### Exercise passage
=== Begin Enclosure ===

UK Prisoners to Plug Worker Shortage in Meat Industry

LONDON (The Guardian) - Desperate food manufacturers are pleading with the government to be able to call upon prisoners to solve a labor crisis blamed on the double blow of Brexit and Covid.
The Association of Independent Meat Suppliers, which represents butchers, abattoirs and processors, said it had a call set up with the Ministry of Justice on Monday that would explore how its members could recruit more current inmates and ex-offenders.
To fill vacancies companies are trying to draft in prisoners via a scheme that allows inmates to undertake paid work on day release. They are also contacting charities for ex-servicemen and women to try to drum up staff.
Tony Goodger of the meat suppliers’ association said some of its members already had inmates on the release on temporary license program working for them and found them to be an asset. It had also been in contact with the Career Transition Partnership, which helps former service personnel into work, and had been able to point some of them to members with job vacancies; however, the “numbers are low”, he said.

=== End Enclosure ===

Answer these questions from the meat industry article:
1. Which two blows are blamed for the labor crisis?
2. Which government ministry did the Association of Independent Meat Suppliers have a call set up with on Monday?
3. What organization helps former service personnel into work?
The rows are not needed for the task on the meat industry article.

Recorded data

=== Begin Enclosure ===

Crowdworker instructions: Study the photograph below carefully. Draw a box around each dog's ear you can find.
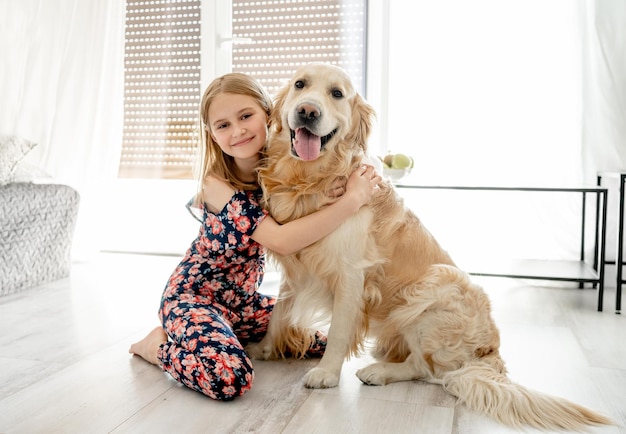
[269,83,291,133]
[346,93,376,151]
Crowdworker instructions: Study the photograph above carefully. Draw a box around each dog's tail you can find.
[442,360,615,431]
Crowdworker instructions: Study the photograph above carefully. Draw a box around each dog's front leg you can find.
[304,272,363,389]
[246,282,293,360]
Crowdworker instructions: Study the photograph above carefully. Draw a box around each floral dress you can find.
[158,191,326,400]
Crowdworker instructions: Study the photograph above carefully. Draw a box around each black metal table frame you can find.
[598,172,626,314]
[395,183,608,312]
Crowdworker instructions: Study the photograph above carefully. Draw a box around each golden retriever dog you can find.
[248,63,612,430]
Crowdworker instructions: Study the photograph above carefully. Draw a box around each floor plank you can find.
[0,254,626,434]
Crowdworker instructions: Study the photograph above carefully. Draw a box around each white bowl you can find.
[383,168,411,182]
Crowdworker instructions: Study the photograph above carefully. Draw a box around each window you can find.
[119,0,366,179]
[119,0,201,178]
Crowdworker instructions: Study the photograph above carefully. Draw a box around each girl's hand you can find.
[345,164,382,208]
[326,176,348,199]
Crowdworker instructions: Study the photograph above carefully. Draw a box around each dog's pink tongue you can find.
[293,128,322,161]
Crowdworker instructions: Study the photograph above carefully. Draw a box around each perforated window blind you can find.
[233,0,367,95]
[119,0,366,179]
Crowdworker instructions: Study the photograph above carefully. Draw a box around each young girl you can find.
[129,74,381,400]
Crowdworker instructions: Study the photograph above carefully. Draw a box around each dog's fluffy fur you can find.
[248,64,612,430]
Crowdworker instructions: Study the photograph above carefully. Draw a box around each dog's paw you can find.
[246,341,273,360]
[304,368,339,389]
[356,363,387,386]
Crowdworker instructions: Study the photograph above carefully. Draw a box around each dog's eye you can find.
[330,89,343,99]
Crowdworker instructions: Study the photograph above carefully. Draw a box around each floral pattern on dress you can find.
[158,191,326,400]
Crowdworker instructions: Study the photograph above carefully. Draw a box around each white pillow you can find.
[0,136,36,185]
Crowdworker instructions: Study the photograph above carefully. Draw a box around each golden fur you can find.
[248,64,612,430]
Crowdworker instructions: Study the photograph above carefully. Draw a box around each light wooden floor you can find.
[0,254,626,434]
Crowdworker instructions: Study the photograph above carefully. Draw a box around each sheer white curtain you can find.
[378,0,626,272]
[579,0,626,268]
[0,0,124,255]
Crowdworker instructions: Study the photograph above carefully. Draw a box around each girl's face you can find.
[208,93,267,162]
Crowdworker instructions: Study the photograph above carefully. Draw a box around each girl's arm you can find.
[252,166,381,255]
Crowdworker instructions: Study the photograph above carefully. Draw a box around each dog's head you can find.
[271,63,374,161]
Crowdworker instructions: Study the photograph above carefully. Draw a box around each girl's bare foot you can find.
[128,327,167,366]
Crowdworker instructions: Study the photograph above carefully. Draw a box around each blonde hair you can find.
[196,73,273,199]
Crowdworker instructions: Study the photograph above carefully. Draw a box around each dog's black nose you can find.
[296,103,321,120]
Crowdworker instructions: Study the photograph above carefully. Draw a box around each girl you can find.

=== End Enclosure ===

### Answer for the task
1. Brexit and Covid
2. The Ministry of Justice
3. The Career Transition Partnership